STATED EXERCISE
Pull out each line below that contains the string "arched". Case matters.

____ RECORDS TO PROCESS

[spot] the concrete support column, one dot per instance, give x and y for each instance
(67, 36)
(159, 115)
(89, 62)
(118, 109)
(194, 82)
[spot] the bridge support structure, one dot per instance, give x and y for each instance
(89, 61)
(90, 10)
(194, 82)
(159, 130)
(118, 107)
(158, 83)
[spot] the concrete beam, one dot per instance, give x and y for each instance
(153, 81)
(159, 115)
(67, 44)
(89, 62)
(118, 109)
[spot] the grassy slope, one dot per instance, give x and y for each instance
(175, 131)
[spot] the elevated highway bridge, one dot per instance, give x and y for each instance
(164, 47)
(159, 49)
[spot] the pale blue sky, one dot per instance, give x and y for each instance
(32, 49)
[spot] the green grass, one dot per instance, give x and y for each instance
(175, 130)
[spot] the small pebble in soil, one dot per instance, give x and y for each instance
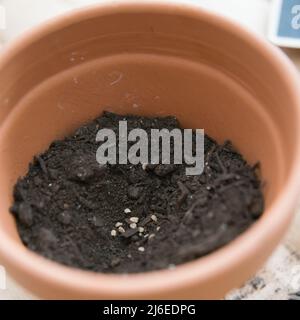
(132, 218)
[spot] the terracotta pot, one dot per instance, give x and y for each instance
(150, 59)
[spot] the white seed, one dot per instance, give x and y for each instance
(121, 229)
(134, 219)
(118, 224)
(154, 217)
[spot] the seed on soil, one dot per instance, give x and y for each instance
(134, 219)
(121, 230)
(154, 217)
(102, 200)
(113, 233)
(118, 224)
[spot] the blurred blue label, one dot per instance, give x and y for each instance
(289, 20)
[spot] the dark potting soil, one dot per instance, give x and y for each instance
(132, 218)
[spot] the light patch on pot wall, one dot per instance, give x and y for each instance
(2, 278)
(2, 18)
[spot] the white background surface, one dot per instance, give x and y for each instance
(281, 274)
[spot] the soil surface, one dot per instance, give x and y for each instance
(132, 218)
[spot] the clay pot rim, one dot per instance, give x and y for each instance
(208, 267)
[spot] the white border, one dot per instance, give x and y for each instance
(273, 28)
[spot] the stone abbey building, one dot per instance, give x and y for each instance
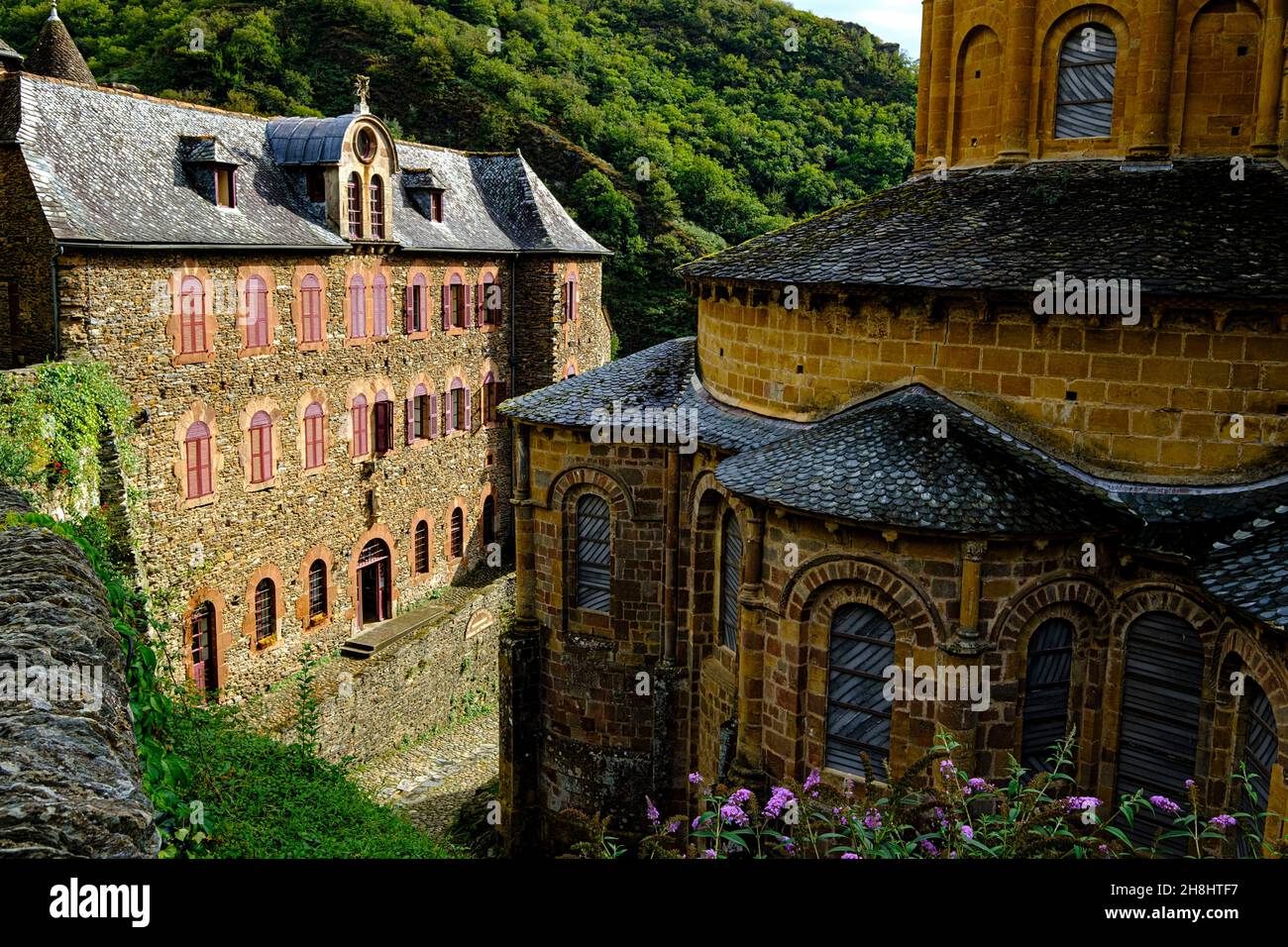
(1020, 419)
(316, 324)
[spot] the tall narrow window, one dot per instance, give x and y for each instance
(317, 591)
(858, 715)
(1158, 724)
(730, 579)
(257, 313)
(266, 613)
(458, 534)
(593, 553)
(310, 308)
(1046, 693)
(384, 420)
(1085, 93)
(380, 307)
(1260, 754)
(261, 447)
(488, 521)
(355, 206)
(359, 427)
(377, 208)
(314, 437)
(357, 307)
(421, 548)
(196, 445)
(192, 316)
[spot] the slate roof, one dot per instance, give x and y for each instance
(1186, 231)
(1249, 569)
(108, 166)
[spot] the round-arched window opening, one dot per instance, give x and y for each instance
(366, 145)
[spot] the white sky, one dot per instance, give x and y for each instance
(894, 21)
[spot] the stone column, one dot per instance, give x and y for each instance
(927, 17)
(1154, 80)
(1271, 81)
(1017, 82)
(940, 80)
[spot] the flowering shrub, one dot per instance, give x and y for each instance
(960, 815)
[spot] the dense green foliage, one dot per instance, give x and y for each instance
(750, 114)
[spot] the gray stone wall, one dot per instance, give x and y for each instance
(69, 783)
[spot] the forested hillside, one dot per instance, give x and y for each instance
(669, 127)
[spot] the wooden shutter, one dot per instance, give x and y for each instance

________
____ RECORDS TO PROCESS

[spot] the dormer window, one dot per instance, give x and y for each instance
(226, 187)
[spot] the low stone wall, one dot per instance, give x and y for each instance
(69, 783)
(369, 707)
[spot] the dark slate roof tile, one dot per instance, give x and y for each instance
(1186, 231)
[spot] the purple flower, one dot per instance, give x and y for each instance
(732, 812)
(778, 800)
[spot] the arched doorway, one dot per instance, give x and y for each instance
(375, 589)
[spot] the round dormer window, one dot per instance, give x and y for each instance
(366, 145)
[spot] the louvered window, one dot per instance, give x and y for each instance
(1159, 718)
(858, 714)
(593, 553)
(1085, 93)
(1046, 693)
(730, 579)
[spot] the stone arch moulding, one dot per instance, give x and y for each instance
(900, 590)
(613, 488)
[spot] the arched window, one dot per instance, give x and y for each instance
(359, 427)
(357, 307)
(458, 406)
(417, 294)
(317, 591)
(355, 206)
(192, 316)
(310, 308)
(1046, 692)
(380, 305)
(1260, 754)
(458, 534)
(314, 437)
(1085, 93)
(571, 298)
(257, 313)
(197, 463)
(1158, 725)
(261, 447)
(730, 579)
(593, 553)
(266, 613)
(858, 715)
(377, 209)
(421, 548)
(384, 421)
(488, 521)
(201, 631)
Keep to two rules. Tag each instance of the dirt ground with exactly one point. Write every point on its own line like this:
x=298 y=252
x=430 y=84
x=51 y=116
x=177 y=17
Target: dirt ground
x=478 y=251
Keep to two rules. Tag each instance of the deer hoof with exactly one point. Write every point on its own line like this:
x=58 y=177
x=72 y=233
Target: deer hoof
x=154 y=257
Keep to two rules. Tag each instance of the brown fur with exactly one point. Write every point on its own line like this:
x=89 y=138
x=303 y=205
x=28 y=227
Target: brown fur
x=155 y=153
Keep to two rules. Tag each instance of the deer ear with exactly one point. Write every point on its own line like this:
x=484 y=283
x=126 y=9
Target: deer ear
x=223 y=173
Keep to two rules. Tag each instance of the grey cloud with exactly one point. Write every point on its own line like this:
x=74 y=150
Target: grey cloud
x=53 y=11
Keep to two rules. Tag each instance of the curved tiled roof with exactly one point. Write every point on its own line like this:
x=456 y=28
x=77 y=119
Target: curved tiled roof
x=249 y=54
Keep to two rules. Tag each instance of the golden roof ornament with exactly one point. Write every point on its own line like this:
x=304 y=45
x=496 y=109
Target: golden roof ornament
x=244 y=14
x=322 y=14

________
____ RECORDS TO PROCESS

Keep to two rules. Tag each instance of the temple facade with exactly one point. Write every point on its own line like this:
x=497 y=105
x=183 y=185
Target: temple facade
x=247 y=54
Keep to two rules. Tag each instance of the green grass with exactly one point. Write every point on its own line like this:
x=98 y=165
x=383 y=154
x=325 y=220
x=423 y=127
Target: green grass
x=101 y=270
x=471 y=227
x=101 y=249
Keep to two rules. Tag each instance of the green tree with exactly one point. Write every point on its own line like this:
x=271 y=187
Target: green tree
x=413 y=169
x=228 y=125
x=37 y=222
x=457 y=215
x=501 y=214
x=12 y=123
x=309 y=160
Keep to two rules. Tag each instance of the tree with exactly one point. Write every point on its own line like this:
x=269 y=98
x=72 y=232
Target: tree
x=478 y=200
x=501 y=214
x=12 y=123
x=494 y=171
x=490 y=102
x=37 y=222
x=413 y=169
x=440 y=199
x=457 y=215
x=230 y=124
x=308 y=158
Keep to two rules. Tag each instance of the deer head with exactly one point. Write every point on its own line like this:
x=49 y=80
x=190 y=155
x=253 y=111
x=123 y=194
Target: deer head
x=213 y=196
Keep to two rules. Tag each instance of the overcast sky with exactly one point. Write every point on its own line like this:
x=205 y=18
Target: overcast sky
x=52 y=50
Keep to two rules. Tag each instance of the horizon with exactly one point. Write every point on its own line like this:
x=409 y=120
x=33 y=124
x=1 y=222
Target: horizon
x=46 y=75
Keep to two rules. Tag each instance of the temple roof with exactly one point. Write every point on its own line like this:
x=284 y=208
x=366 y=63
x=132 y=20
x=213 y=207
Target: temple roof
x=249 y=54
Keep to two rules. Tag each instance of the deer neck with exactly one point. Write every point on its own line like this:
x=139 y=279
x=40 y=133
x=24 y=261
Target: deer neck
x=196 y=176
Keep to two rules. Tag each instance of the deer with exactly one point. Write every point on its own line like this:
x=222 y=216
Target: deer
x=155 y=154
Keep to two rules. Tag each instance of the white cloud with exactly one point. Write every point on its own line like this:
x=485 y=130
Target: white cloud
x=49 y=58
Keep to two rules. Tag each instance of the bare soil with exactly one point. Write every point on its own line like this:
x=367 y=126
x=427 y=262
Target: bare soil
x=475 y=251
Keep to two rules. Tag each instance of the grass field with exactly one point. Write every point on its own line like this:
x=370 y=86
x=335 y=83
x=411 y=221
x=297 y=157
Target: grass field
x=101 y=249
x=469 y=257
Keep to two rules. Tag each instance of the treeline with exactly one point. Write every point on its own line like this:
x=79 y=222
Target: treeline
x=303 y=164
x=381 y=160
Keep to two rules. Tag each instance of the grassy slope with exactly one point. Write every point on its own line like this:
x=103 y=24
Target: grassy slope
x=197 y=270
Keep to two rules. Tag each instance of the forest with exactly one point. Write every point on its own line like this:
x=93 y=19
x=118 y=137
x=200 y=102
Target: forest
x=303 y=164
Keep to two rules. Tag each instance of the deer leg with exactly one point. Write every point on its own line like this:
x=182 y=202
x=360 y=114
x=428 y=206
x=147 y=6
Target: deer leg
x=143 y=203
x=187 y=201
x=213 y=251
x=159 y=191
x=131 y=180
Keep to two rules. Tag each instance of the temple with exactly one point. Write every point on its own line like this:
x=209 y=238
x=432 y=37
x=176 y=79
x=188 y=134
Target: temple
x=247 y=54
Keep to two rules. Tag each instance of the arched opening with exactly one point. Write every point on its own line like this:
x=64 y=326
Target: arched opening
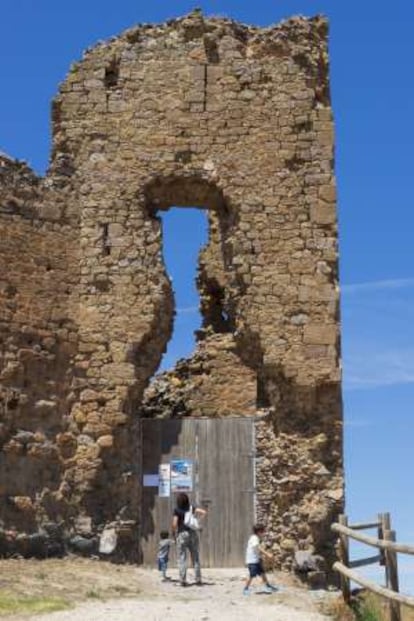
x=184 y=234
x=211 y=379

________

REPLY
[spot] the round-arched window opening, one dot per instance, give x and y for each instance
[spot] the arched doorway, one dot per instance, give x and y for each instance
[spot] the arched window, one dot per instance, give x and y for each instance
Keep to two rules. Tag each instance of the arched opening with exactly one point. Write every point on its own line like this:
Target: arched opening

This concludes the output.